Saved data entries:
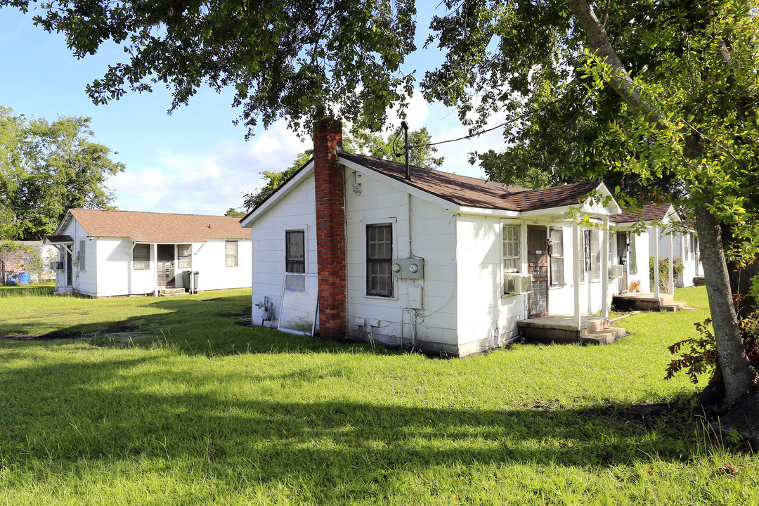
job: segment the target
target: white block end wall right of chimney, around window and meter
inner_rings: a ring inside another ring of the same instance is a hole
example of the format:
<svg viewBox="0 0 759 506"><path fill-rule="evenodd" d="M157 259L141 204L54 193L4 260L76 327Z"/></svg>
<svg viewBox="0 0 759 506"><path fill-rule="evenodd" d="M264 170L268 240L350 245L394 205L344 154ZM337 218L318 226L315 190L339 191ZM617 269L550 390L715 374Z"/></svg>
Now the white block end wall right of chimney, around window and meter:
<svg viewBox="0 0 759 506"><path fill-rule="evenodd" d="M361 194L346 184L348 245L348 329L352 337L385 344L411 344L444 354L458 354L456 335L455 218L445 209L395 190L370 174L357 174ZM353 171L346 171L346 181ZM409 212L410 210L410 212ZM411 251L409 251L411 214ZM366 229L391 223L394 258L424 258L424 279L396 279L393 297L367 296ZM408 289L422 286L423 309L407 310ZM356 318L379 320L379 327L361 327ZM414 319L416 325L414 325Z"/></svg>

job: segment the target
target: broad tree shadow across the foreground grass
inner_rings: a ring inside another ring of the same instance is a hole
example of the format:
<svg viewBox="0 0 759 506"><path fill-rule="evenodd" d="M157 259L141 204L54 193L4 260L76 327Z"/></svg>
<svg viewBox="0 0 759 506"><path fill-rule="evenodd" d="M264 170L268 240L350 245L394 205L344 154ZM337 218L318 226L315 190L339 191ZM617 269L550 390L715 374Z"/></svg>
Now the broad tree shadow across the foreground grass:
<svg viewBox="0 0 759 506"><path fill-rule="evenodd" d="M61 462L124 466L148 459L154 470L192 467L187 479L200 473L222 488L244 479L326 494L340 482L362 494L395 473L436 467L607 468L685 462L694 454L682 423L625 422L622 407L474 410L400 401L278 401L278 392L298 389L293 374L319 385L345 381L343 372L243 368L228 375L169 367L156 373L156 360L80 363L72 357L5 368L0 462L13 468L34 461L55 473Z"/></svg>

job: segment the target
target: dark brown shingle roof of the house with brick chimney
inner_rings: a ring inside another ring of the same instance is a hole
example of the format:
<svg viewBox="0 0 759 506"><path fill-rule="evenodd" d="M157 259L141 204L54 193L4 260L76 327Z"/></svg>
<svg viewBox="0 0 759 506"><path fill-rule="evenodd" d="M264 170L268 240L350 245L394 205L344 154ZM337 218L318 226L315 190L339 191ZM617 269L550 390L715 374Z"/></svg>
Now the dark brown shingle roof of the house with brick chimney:
<svg viewBox="0 0 759 506"><path fill-rule="evenodd" d="M484 209L533 211L572 206L579 203L588 193L600 185L600 181L587 181L562 184L541 190L529 190L528 188L488 182L483 179L450 174L449 172L430 171L413 166L409 167L411 181L408 181L405 179L406 168L402 163L348 152L340 153L339 157L449 200L459 206Z"/></svg>

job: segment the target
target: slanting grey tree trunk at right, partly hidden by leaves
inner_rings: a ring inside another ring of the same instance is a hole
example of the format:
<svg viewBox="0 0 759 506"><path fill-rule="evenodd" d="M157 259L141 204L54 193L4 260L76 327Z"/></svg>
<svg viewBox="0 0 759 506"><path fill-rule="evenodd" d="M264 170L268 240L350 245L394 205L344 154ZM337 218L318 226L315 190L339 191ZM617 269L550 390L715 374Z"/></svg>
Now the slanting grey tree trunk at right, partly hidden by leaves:
<svg viewBox="0 0 759 506"><path fill-rule="evenodd" d="M609 80L609 86L612 86L616 93L647 121L657 127L664 127L663 116L652 104L641 97L638 88L635 87L622 61L611 46L606 30L590 5L585 0L566 0L566 5L587 36L588 46L604 58L615 71L616 76ZM691 156L699 154L692 153ZM704 266L704 278L709 295L714 338L725 380L726 398L728 403L732 404L751 390L756 379L756 372L748 361L739 332L738 319L730 292L720 224L706 208L696 206L696 227L701 244L701 262ZM754 398L752 405L755 405L757 390L754 389L745 398Z"/></svg>

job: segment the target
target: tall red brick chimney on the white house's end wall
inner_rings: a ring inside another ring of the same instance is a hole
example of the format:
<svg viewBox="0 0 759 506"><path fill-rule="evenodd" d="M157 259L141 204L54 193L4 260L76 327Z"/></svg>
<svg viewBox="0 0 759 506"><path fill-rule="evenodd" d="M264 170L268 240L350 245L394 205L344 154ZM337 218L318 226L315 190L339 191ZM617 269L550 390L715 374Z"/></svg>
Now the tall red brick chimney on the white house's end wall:
<svg viewBox="0 0 759 506"><path fill-rule="evenodd" d="M345 260L345 184L337 162L342 122L320 119L313 132L313 177L317 200L319 332L327 339L348 334Z"/></svg>

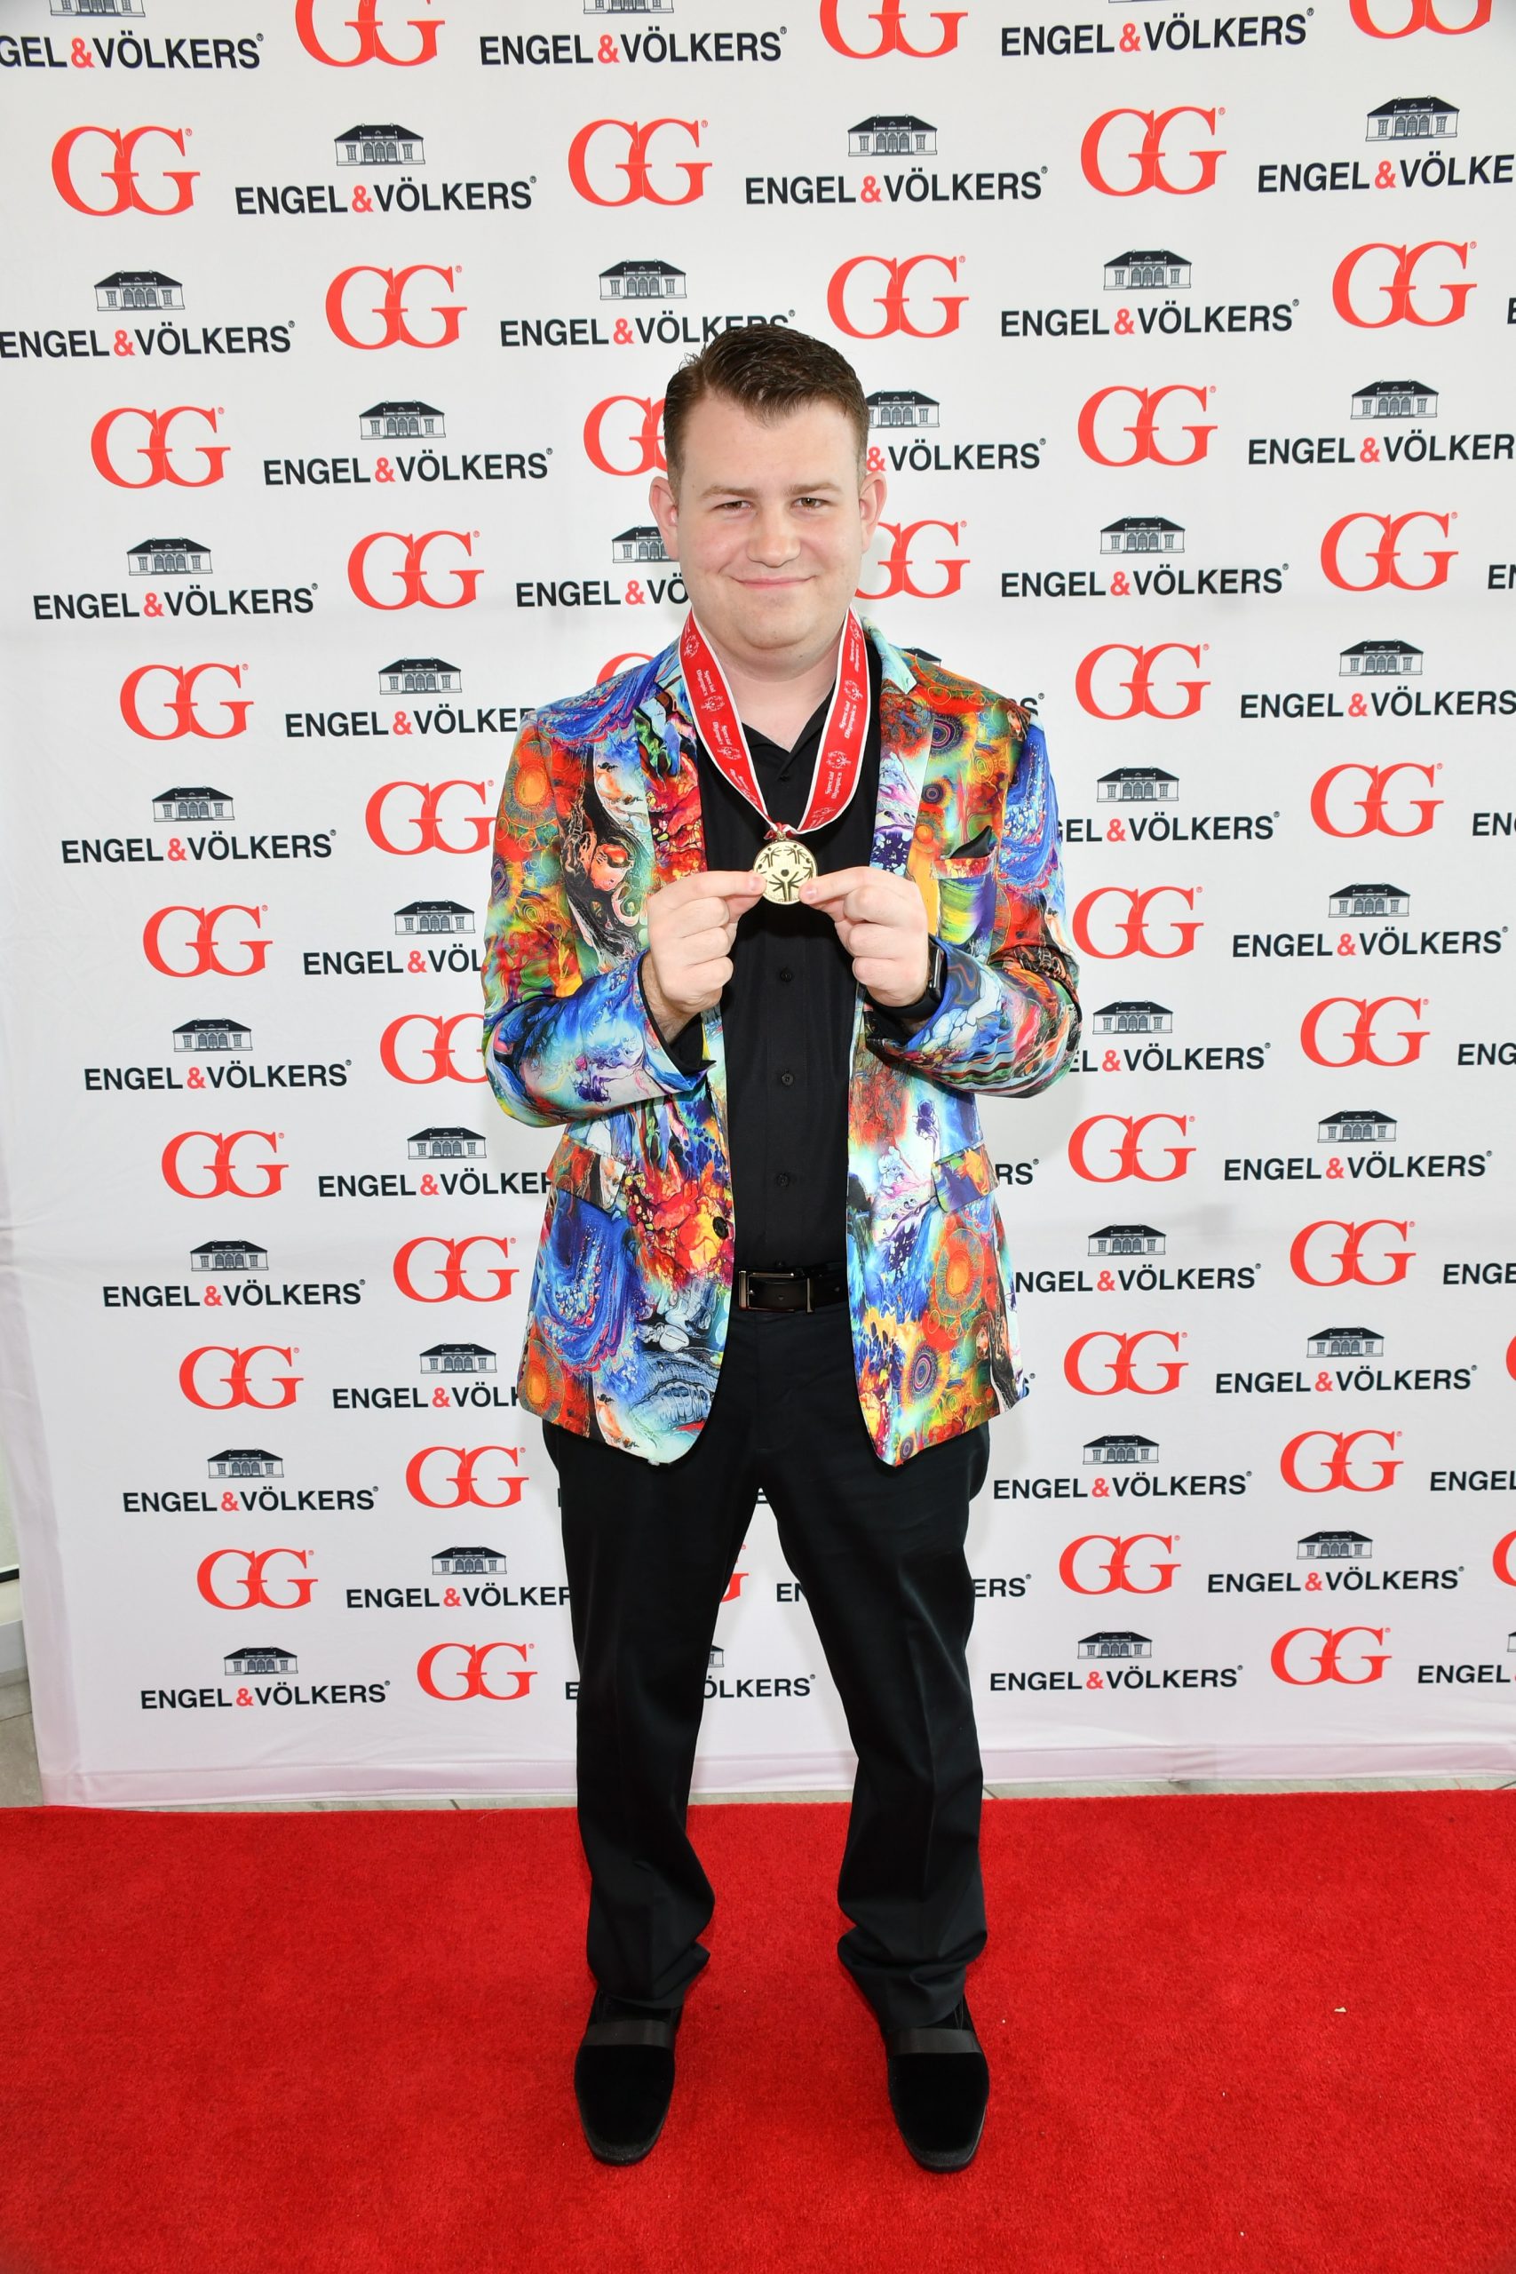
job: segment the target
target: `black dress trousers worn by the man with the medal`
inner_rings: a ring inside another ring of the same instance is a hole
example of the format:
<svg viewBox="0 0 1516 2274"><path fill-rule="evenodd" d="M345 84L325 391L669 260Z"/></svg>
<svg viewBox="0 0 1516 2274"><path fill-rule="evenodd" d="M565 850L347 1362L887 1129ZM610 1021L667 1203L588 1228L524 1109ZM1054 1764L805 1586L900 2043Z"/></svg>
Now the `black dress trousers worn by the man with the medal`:
<svg viewBox="0 0 1516 2274"><path fill-rule="evenodd" d="M761 1487L859 1762L839 1958L882 2028L950 2012L986 1937L964 1535L989 1424L891 1469L864 1428L848 1305L734 1305L711 1412L680 1460L655 1464L555 1421L543 1437L580 1660L598 1985L680 2006L709 1958L695 1937L714 1892L686 1835L689 1783L716 1608Z"/></svg>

- _Work order_: Once the pictures are removed, print all the remaining data exactly as it stands.

- _Output of the exercise_:
job: segment the target
target: white block end wall right of chimney, around window and meter
inner_rings: a ring inside another ring of the same instance is a hole
example of the format:
<svg viewBox="0 0 759 506"><path fill-rule="evenodd" d="M157 259L141 204L54 193L4 260L76 327Z"/></svg>
<svg viewBox="0 0 759 506"><path fill-rule="evenodd" d="M264 170L268 240L350 245L394 205L344 154ZM337 218L318 226L315 190L339 191ZM617 269L550 390L715 374Z"/></svg>
Now the white block end wall right of chimney, around window and meter:
<svg viewBox="0 0 759 506"><path fill-rule="evenodd" d="M361 194L346 184L348 245L348 329L352 337L385 344L411 344L444 354L458 354L456 335L455 218L445 209L395 190L370 174L357 174ZM353 171L346 171L346 181ZM409 212L410 210L410 212ZM411 251L409 251L411 214ZM366 229L391 223L394 258L424 258L424 279L396 279L393 297L367 296ZM408 289L422 286L423 309L407 310ZM356 318L379 320L379 327L361 327ZM414 319L416 325L414 325Z"/></svg>

job: segment the target
target: broad tree shadow across the foreground grass
inner_rings: a ring inside another ring of the same instance is a hole
example of the format:
<svg viewBox="0 0 759 506"><path fill-rule="evenodd" d="M157 259L141 204L54 193L4 260L76 327Z"/></svg>
<svg viewBox="0 0 759 506"><path fill-rule="evenodd" d="M264 170L268 240L350 245L394 205L344 154ZM337 218L318 226L315 190L339 191ZM617 269L550 390L715 374Z"/></svg>
Now the broad tree shadow across the foreground grass:
<svg viewBox="0 0 759 506"><path fill-rule="evenodd" d="M61 462L124 466L148 459L154 470L192 467L187 479L200 473L222 488L244 479L326 494L340 482L362 494L395 473L436 467L607 468L685 462L694 454L682 423L625 422L622 407L474 410L400 401L278 401L278 392L298 389L293 374L319 385L345 381L343 372L243 368L228 375L169 367L156 373L156 360L80 363L72 357L5 368L0 462L13 468L34 461L55 473Z"/></svg>

job: segment the target
target: dark brown shingle roof of the house with brick chimney
inner_rings: a ring inside another ring of the same instance is a hole
example of the format:
<svg viewBox="0 0 759 506"><path fill-rule="evenodd" d="M157 259L141 204L54 193L4 260L76 327Z"/></svg>
<svg viewBox="0 0 759 506"><path fill-rule="evenodd" d="M264 170L268 240L350 245L394 205L344 154ZM337 218L318 226L315 190L339 191ZM617 269L550 390L715 374Z"/></svg>
Now the dark brown shingle roof of the house with brick chimney:
<svg viewBox="0 0 759 506"><path fill-rule="evenodd" d="M484 209L533 211L572 206L579 203L588 193L600 185L600 181L587 181L562 184L541 190L529 190L528 188L488 182L483 179L450 174L449 172L430 171L413 166L409 167L411 181L408 181L405 179L406 168L402 163L348 152L340 153L339 157L449 200L459 206Z"/></svg>

job: segment the target
target: slanting grey tree trunk at right, partly hidden by leaves
inner_rings: a ring inside another ring of the same instance is a hole
example of the format:
<svg viewBox="0 0 759 506"><path fill-rule="evenodd" d="M157 259L141 204L54 193L4 260L76 327Z"/></svg>
<svg viewBox="0 0 759 506"><path fill-rule="evenodd" d="M264 170L268 240L350 245L394 205L344 154ZM337 218L318 226L315 190L339 191ZM617 269L550 390L715 374Z"/></svg>
Now the slanting grey tree trunk at right, partly hidden by leaves:
<svg viewBox="0 0 759 506"><path fill-rule="evenodd" d="M609 80L609 86L612 86L616 93L647 121L657 127L664 127L663 116L652 104L641 97L638 88L635 87L622 61L611 46L606 30L590 5L585 0L566 0L566 5L587 36L588 46L604 58L615 71L616 76ZM691 156L699 154L692 153ZM704 266L704 278L709 295L714 338L725 380L726 398L728 403L732 404L751 390L756 379L756 372L748 361L739 332L738 319L730 292L720 224L706 208L696 206L696 227L701 244L701 262ZM754 398L752 405L755 405L757 390L754 389L745 398Z"/></svg>

job: segment the target
target: tall red brick chimney on the white house's end wall
inner_rings: a ring inside another ring of the same instance is a hole
example of the format:
<svg viewBox="0 0 759 506"><path fill-rule="evenodd" d="M157 259L141 204L54 193L4 260L76 327Z"/></svg>
<svg viewBox="0 0 759 506"><path fill-rule="evenodd" d="M264 170L268 240L350 245L394 205L344 154ZM337 218L318 226L315 190L339 191ZM617 269L550 390L715 374Z"/></svg>
Now the tall red brick chimney on the white house's end wall:
<svg viewBox="0 0 759 506"><path fill-rule="evenodd" d="M345 260L345 184L337 162L342 122L320 119L313 132L313 177L317 200L319 332L327 339L348 334Z"/></svg>

job: segment the target
target: `black dress trousers worn by the man with the medal`
inner_rings: a ring inside another ring of the same instance is a hole
example of the format:
<svg viewBox="0 0 1516 2274"><path fill-rule="evenodd" d="M345 84L325 391L669 260Z"/></svg>
<svg viewBox="0 0 1516 2274"><path fill-rule="evenodd" d="M565 850L347 1362L887 1129ZM610 1021L667 1203L588 1228L524 1109ZM1054 1764L805 1586L900 2043Z"/></svg>
Now the `black dress trousers worn by the man with the medal`:
<svg viewBox="0 0 1516 2274"><path fill-rule="evenodd" d="M761 1487L859 1762L839 1958L882 2028L950 2012L986 1937L964 1535L989 1424L891 1469L864 1428L848 1305L734 1305L711 1412L680 1460L655 1464L555 1421L543 1437L580 1660L598 1985L680 2006L709 1958L695 1937L714 1892L686 1835L689 1783L716 1608Z"/></svg>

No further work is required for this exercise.